**Tasks and exercises**
1 > Answer these questions about the Memorial Day blog post, one per line, marked to match:
(a) What was the name of the cat companion who died?
(b) In increments of about how many hours does the writer usually think?
(c) For how many years has the writer been driving?
2 > Carry on the Memorial Day blog post, picking up right after its last sentence.

**Text segment**
My Queer Memorial Day 2024

This was my first holiday weekend at my home since the Fourth of July last year. I was living here over Easter, but spent that weekend cat sitting for friends.

The death of our beloved cat companion Precious overshadowed everything so I have to take that into consideration. But I had no plans. Not good. So I reached out to some friends. And I ended up having some nice adventures. Conversations? Outings?

One way to manage anxiety and trauma is to break up the day into chunks, as I put it rather than get overwhelmed by this endless expanse of time. I work very hard not to focus on what I am not doing or where I wasn’t invited. What good does that do?

Granted I do loathe Memorial Day. It is the season when all of my friends start leaving town. A lot. And I miss them. This year in particular I feel so glad to be home. I can’t understand why everyone is on the run so much.

It isn’t quite the same as s 12-step ‘One Day at a Time’ philosophy. But it has similarities. I usually think in increments of four hours or so – I have a morning routine, I have a lunch routine, I have time allotted to spend with the socially anxious cats. I have chores.

And I have goals – right now, I am tackling my PTSD symptoms from being shackled in a police cruiser last year and working my way up to being able to drive. I joined ZipCar. There are two cars parked less than half a mile from my home. I just have to get there and drive to one place for starters. I’ve been driving for 37 years. I never caused an accident. I never hurt anyone. I never forced someone into handcuffs to ride in my cars. In fact, I drove up and down the country to Louisiana and back many time, same with Western Kentucky. By myself. With UHauls attached. Sometimes a dog or a bird cage or even a bike rack.

**Extracted entries**
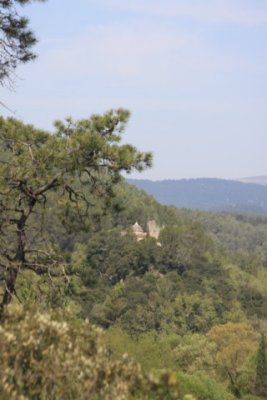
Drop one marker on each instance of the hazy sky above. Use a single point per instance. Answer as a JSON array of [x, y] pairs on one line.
[[193, 74]]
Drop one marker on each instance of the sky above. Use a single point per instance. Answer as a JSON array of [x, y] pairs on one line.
[[193, 73]]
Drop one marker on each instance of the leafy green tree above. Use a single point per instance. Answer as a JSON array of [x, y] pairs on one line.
[[76, 167], [235, 343], [16, 39], [261, 371]]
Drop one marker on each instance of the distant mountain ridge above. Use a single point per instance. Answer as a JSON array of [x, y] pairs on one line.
[[207, 194], [259, 180]]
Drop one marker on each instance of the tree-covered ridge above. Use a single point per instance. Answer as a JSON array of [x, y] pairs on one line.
[[192, 303]]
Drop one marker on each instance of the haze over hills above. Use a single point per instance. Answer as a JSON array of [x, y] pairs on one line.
[[208, 194], [260, 180]]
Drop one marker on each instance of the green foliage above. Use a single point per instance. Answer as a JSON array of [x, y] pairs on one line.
[[261, 370], [50, 356], [76, 167]]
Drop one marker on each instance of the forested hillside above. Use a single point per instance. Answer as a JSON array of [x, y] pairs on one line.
[[189, 307]]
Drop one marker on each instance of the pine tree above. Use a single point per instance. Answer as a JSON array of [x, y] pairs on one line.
[[261, 371]]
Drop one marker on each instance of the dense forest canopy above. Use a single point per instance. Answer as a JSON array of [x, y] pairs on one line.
[[179, 315]]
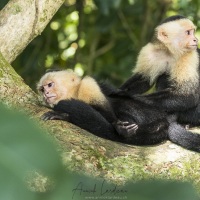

**Answers to the tasks**
1 >
(a) Precious
(b) Four hours or so
(c) 37 years

2 >
This weekend, I planned three phone calls with different out of town friends. I thought I hated the phone, but apparently it was the people I was talking to! I love going along with my friend Heather in Colorado as she walks around her neighborhood and tells me about it. I love curling up to chat with my friend since childhood (age 4) as she takes her dogs out in the yard and narrates their activities. I adore sitting on my chaise lounge in the attic and talking with my friend as she drives out of town and we finally have time to dive into stories and anecdotes that always get pushed aside.

I went to lunch with another friend (what is happening with Eat ‘n Park?) and had muffins and coffee on my patio with another. Then I went to see the movie ‘Wildcat’ in Sewickley where I FINALLY got to go to Starbucks.

We washed walls which was satisfying. A neighbor gave me a chair for my cattic which was great.

I also remembered a festive little USA red white and blue door wreath I had purchased last year. I put him out (him referring to the stuffed Uncle Sam) after taking the recycling to the curb. I sorted through the patio stakes of sunflowers and pinwheels to festive up the backyard a little bit.

For my Memorial Day dinner, I had two boiled hot dogs and some Chex mix with a can of root beer. My salad turned bad. I’m not going to buy frozen fries b/c I’ll never eat them fast enough.

It wasn’t barbecue, but it was close enough to a holiday meal – adjacent perhaps? – to make me feel proud of myself for trying.

I keep thinking “what’s queer about this post?” I’m queer. Other queer people experience trauma within the mental health system, even from affirming providers. I’m sure other queer people have holiday anxieties, especially around social activities? I’m sure we feel the struggle to have the perfect holiday,to be included in typical festivities, to be acknowledged for those of us who fell in times of war, right?